_Requirement_:
Extract every line of the listing below that contains the word "bowl", copying each line in full.

_Given data_:
-.-.-
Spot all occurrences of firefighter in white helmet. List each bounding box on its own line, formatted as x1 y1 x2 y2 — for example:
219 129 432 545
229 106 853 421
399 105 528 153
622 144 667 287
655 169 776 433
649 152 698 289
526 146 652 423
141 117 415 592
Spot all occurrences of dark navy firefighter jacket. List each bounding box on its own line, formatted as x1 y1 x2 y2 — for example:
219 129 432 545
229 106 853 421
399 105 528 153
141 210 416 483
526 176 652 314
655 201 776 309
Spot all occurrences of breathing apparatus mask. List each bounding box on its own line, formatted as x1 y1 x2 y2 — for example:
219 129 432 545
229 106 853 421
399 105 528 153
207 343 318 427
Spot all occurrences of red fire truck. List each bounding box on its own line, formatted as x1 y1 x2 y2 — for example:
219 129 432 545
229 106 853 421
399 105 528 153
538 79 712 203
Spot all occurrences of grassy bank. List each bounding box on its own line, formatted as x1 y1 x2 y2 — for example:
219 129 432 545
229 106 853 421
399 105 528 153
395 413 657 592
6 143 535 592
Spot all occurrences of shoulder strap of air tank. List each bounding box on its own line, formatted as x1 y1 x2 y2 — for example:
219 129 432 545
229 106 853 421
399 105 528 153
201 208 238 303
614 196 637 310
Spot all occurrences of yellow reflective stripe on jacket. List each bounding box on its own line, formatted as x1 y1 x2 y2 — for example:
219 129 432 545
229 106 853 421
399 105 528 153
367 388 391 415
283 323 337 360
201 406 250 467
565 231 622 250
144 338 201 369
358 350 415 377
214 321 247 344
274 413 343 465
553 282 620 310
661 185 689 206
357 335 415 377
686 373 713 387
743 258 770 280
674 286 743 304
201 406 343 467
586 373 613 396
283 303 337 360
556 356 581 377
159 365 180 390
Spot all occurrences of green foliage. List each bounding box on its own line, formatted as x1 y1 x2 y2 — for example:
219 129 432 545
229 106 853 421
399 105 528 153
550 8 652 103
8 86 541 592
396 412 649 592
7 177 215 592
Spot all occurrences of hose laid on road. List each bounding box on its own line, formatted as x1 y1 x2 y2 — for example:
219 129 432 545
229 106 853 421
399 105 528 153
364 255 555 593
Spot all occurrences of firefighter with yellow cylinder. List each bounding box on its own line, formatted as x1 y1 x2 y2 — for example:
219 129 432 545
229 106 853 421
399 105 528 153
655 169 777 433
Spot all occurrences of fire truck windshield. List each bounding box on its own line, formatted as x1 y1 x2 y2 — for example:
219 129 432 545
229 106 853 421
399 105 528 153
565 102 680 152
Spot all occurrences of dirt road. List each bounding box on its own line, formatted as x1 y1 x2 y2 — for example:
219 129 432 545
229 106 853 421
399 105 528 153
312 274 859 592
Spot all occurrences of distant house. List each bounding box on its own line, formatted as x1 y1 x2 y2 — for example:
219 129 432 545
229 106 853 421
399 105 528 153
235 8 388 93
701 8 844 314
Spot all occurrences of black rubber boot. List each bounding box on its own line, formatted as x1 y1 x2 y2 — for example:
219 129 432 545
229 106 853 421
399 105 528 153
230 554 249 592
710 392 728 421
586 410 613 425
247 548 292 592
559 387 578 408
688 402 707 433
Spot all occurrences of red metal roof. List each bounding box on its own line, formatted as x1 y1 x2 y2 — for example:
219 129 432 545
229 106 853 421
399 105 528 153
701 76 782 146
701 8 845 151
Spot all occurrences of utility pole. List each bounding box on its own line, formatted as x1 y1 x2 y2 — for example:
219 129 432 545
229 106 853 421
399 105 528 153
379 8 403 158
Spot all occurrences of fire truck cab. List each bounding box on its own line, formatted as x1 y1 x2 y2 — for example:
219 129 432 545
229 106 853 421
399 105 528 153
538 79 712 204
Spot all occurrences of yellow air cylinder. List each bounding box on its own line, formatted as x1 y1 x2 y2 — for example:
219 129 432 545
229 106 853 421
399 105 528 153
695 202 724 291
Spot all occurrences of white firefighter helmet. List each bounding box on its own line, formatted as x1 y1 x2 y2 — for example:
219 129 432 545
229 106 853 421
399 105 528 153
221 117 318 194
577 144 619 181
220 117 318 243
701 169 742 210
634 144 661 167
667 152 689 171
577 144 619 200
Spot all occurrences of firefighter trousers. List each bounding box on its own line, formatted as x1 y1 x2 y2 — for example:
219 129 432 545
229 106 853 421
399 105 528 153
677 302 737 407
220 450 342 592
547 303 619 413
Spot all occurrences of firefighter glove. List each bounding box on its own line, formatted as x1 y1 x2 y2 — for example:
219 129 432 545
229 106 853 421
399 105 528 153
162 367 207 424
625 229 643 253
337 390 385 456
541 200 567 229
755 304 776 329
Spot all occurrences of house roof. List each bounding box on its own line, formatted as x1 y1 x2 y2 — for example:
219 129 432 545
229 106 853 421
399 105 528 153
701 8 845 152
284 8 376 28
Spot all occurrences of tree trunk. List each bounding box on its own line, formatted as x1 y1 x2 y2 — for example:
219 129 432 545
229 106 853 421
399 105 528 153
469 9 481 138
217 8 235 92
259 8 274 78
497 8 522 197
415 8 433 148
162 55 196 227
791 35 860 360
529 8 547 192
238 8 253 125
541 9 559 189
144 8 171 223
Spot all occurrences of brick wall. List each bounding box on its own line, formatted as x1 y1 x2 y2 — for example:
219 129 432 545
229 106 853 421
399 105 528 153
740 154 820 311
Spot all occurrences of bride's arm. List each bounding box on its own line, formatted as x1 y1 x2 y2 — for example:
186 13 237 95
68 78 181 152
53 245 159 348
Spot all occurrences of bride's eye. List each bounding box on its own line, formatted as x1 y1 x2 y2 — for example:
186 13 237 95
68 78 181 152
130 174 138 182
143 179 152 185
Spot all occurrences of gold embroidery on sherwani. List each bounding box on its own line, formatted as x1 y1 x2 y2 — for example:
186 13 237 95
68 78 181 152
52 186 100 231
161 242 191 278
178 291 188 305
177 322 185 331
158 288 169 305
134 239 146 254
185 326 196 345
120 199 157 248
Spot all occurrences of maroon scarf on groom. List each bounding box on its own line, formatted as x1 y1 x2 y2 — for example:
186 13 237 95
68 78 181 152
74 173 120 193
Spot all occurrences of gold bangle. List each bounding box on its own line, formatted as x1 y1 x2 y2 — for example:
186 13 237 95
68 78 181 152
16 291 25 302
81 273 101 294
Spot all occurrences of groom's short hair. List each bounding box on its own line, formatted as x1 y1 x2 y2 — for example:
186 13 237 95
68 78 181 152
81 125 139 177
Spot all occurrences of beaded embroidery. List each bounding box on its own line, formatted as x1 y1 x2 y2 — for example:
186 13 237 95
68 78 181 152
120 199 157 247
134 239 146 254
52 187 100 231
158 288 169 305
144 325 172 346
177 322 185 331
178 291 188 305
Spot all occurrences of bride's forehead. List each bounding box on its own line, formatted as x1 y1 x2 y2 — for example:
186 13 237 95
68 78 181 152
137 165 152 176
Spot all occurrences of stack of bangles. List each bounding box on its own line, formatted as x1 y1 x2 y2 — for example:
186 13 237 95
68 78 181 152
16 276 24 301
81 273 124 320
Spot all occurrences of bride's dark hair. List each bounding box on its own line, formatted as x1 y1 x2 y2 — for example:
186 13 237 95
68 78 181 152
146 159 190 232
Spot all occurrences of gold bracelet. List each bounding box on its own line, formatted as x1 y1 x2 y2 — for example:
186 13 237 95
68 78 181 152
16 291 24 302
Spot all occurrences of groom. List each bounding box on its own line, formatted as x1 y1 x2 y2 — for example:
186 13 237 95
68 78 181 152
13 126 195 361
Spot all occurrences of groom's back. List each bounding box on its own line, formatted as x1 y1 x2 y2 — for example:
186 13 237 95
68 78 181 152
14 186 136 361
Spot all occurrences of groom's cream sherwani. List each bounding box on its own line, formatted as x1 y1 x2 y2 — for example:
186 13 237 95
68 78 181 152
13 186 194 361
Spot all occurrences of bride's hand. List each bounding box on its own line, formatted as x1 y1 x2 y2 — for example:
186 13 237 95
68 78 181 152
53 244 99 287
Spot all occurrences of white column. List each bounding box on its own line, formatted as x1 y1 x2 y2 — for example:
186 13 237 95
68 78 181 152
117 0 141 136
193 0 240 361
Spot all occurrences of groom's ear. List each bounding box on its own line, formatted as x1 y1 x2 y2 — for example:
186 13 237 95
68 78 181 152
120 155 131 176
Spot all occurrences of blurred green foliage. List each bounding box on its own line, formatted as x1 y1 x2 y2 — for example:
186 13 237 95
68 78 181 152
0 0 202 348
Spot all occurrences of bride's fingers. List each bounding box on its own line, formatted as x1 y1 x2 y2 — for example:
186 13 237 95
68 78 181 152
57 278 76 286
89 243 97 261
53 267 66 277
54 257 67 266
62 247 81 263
-.-.-
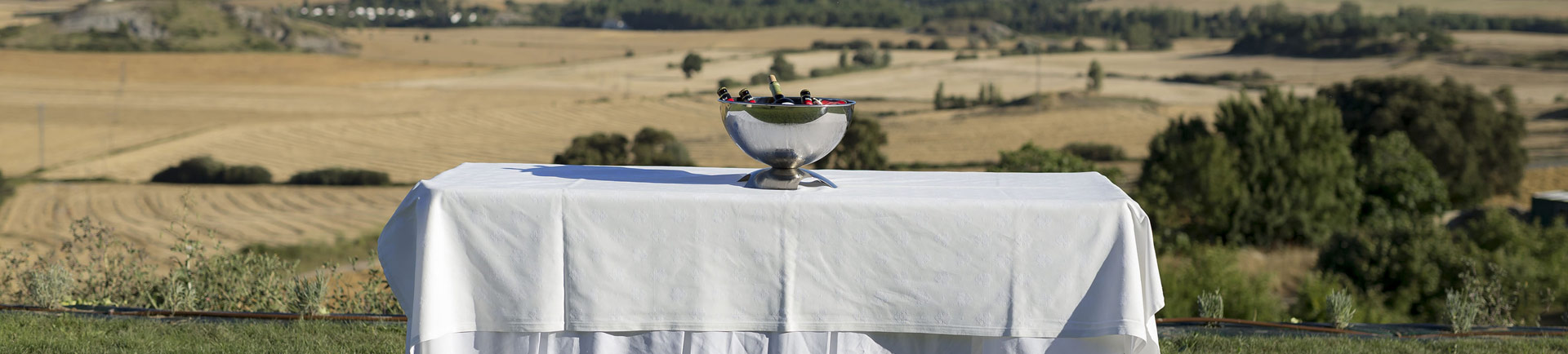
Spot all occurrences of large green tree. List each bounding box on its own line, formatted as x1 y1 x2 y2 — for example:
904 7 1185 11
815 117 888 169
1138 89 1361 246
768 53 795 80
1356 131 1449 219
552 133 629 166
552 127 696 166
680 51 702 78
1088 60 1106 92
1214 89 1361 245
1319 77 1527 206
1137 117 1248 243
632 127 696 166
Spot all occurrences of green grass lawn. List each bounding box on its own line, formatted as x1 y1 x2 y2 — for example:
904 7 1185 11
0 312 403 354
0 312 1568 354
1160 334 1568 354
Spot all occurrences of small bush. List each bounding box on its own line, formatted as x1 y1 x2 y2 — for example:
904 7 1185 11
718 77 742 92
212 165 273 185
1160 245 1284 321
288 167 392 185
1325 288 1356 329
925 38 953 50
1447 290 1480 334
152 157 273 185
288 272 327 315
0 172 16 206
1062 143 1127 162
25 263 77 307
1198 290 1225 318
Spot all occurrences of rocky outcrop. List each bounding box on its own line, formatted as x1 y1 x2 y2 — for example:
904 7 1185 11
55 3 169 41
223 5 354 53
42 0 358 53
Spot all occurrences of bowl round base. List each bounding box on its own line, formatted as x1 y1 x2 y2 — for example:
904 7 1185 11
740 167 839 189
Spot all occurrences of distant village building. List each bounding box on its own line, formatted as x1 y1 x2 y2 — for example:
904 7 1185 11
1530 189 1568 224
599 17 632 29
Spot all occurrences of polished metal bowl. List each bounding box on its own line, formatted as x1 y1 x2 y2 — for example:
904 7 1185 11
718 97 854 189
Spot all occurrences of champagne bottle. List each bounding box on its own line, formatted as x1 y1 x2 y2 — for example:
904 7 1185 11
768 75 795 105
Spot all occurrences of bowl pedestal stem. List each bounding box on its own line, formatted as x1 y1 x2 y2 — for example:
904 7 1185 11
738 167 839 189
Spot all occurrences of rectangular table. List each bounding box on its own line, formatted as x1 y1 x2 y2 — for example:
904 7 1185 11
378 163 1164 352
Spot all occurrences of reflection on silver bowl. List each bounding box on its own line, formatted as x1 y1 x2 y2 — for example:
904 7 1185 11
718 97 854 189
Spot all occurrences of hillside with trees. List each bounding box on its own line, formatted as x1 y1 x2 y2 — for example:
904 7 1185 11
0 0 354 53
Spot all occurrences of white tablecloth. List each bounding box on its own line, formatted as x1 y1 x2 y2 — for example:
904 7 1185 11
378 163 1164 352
-.-.-
_Reply_:
Spot all occurrences of bowl round base. List each bounding box on its own line, formatted as x1 y1 x2 y2 — for example:
Spot all occurrences of polished metal bowl. List each bounding box on its own line, formatted as x1 y1 x2 y2 — for example:
Spot all occurrences of bowl pedestal stem. List each bounding box on its own line, formatted as x1 y1 x2 y2 — for example:
Spot all occurrences of reflection on silver bowl. List each bounding box on its own line, formatted as x1 y1 x2 y2 — for example:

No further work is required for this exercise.